WORK INSTRUCTIONS: Transcribe, word for word and without additions, each line below from the one containing "tag the sky" through the one containing "tag the cap brim", both ends included.

Stored data entries

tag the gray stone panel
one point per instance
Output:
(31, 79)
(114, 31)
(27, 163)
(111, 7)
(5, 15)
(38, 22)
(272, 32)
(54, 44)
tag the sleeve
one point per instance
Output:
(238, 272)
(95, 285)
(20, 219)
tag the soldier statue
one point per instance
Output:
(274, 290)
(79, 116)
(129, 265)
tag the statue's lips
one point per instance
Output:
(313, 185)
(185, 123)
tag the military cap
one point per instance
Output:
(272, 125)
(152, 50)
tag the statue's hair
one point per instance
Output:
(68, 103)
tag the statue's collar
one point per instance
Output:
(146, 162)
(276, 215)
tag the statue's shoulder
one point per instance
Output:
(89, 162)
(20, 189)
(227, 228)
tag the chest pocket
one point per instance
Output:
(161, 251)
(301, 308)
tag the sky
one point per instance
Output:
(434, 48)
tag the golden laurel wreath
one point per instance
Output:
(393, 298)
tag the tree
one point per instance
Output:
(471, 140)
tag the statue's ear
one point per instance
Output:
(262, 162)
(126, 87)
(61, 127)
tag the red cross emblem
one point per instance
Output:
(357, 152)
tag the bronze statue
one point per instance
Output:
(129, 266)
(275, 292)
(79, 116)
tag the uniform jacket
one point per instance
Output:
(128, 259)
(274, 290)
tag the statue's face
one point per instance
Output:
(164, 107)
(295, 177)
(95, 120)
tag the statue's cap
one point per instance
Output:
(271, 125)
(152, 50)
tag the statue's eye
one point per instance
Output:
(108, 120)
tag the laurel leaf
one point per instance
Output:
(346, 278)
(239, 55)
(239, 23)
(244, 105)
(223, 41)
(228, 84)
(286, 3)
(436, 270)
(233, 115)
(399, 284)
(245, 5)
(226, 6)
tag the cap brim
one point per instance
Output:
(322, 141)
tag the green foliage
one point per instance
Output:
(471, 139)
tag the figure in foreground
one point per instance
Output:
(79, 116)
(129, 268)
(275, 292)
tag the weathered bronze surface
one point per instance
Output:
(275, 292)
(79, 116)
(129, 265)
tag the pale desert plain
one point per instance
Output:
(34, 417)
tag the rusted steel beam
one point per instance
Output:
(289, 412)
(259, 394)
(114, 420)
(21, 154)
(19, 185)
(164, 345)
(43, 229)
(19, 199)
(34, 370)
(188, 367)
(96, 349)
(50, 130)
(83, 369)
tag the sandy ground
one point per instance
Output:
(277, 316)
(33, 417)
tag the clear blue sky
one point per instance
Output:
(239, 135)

ANSWER SPACE:
tag the sky
one point per instance
Output:
(434, 48)
tag the golden laurel wreath
one point per instance
Output:
(393, 298)
tag the tree
one point per instance
Output:
(471, 140)
tag the statue's ear
one point per instance
Output:
(262, 162)
(126, 87)
(61, 127)
tag the red cross emblem
one point per instance
Output:
(357, 152)
tag the bronze statue
one point per instance
Output:
(129, 266)
(275, 292)
(79, 116)
tag the uniform jacket
one point per instance
Output:
(128, 259)
(274, 290)
tag the statue's face
one point per instance
Output:
(164, 107)
(295, 177)
(95, 120)
tag the statue's cap
one point per instance
Output:
(271, 125)
(152, 50)
tag the statue's eye
one point per instance
Output:
(108, 120)
tag the laurel leaf
one point per instance
Output:
(346, 278)
(239, 55)
(239, 23)
(244, 105)
(223, 41)
(228, 84)
(286, 3)
(436, 270)
(233, 115)
(399, 284)
(245, 5)
(226, 6)
tag the cap brim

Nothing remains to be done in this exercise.